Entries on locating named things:
· · · · ·
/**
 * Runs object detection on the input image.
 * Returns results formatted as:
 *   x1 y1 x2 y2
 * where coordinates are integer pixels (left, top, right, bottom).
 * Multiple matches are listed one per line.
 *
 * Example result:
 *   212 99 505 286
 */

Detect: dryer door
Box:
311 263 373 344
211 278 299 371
· · · · ·
List every line of the rows above that contains the word "Runs".

# Answer to this task:
 * Runs object detection on the input image.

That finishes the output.